What you need to do:
Give the entries again exactly; drop the pictures.
"""
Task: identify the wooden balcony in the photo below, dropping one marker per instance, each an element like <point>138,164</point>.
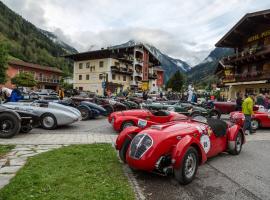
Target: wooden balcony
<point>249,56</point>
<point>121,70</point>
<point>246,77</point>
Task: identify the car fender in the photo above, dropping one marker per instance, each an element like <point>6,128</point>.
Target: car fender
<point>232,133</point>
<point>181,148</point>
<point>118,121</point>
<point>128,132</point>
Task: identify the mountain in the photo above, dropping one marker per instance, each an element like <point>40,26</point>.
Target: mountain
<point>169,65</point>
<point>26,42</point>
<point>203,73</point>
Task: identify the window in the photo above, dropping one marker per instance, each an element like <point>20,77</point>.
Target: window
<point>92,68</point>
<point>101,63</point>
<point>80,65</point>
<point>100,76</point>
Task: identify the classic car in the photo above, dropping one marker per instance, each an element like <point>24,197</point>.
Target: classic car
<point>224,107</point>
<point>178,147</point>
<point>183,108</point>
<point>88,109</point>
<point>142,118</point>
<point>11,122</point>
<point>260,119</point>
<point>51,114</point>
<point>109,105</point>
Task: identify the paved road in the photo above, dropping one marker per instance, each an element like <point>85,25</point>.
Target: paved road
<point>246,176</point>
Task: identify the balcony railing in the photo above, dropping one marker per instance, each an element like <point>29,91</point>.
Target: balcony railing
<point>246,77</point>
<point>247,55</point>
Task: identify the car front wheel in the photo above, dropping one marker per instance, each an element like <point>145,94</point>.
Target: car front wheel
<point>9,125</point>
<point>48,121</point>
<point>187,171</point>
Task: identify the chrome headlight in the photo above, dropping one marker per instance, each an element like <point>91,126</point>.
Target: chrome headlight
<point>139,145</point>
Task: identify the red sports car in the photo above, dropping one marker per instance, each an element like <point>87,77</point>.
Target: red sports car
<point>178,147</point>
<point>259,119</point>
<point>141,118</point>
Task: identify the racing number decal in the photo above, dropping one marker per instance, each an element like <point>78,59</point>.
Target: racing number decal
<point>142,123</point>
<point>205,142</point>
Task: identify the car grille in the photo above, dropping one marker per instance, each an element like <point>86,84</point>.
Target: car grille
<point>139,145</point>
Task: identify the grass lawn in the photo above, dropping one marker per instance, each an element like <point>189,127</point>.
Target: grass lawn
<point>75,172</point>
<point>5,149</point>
"""
Written response:
Task: identify the wooden balcony in the photo below, dropping one marker per instance, each an element like <point>138,164</point>.
Target: wooden balcony
<point>249,56</point>
<point>121,70</point>
<point>246,77</point>
Task: identify the car fender in the photo above, dropping one marker per instance, each an element like <point>6,128</point>.
Target: car fender
<point>232,133</point>
<point>181,148</point>
<point>118,121</point>
<point>128,132</point>
Task: identify the mountain in the photo above, dropping one marker per instance, each an element like <point>40,26</point>.
Target: mountain
<point>169,65</point>
<point>26,42</point>
<point>203,73</point>
Task: identify the window in the photo above, dropping one marker per instance, each an element like <point>20,77</point>.
Target: window
<point>92,68</point>
<point>101,63</point>
<point>80,65</point>
<point>100,76</point>
Task: identify the classic car in the photo above, dropping one marker per instance, each an element like <point>24,197</point>.
Target: classic car
<point>224,107</point>
<point>178,147</point>
<point>183,108</point>
<point>88,109</point>
<point>142,118</point>
<point>11,122</point>
<point>260,119</point>
<point>51,114</point>
<point>109,105</point>
Task: identify the paved road in the photo above, dropping one marker per instance, each an element like <point>85,25</point>.
Target: paved road
<point>246,176</point>
Task: identify the balcony railing in the photo above, dropping one marker per instance, each an element like <point>29,91</point>.
Target: balcony railing
<point>246,77</point>
<point>247,55</point>
Task: identify the car front wheel in the photo above, dropping one marker per instance, each an element like <point>145,94</point>.
Target: car front wheel
<point>9,125</point>
<point>48,121</point>
<point>187,171</point>
Task: identify the chrome headlight in the photo above, dropping one marker per instance, each an element like <point>91,126</point>.
Target: chrome headlight
<point>139,145</point>
Task: identify the red sports car in the photo above, dropping one marker per instance, each an element like <point>87,77</point>.
Target: red sports car
<point>178,147</point>
<point>259,119</point>
<point>141,118</point>
Task: identify the racing number decal in the photo above, dropping one marker per instance, each an element like <point>78,59</point>.
Target: racing number decal
<point>142,123</point>
<point>205,142</point>
Task: identify the car grille in the photo above, dropping one marker per instance, each an element like <point>86,84</point>.
Target: car grille
<point>139,145</point>
Task: identify the grass lawn in the photo above, dropping one marker per instance, each an element like <point>189,127</point>.
Target: grass lawn
<point>75,172</point>
<point>5,149</point>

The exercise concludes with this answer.